• **Excerpted records**:

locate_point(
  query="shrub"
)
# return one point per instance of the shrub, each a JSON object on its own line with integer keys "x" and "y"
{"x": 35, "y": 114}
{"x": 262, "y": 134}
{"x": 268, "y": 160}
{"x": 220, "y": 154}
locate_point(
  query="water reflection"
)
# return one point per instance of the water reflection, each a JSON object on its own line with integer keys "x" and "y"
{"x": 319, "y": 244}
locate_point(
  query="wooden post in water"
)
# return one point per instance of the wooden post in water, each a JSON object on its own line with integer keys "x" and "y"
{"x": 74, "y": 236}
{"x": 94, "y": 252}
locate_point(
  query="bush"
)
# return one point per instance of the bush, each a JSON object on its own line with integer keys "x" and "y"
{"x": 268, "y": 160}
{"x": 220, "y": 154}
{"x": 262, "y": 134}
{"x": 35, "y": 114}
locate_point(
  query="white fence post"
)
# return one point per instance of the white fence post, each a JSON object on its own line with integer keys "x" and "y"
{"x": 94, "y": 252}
==
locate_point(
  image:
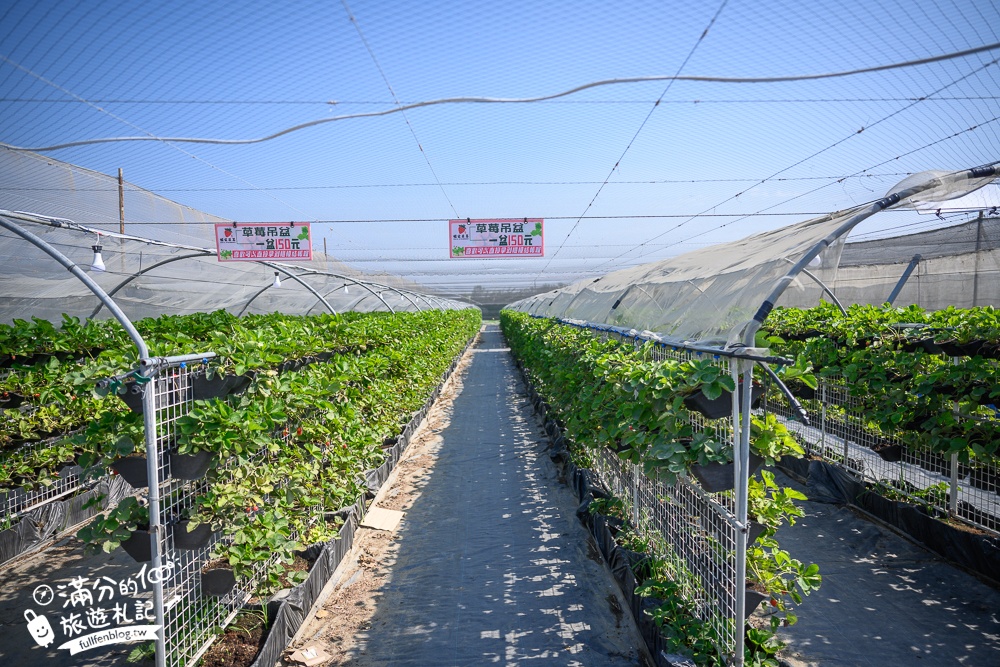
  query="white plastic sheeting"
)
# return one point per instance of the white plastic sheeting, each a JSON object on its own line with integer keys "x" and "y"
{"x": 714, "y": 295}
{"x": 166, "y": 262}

• **Your task**: Return each line of the data above that includes the word "query".

• **Task solution**:
  query="shrub"
  query="water reflection"
  query="wooden post in water"
  query="bush"
  query="white fence post"
  query="white plastic sheeting"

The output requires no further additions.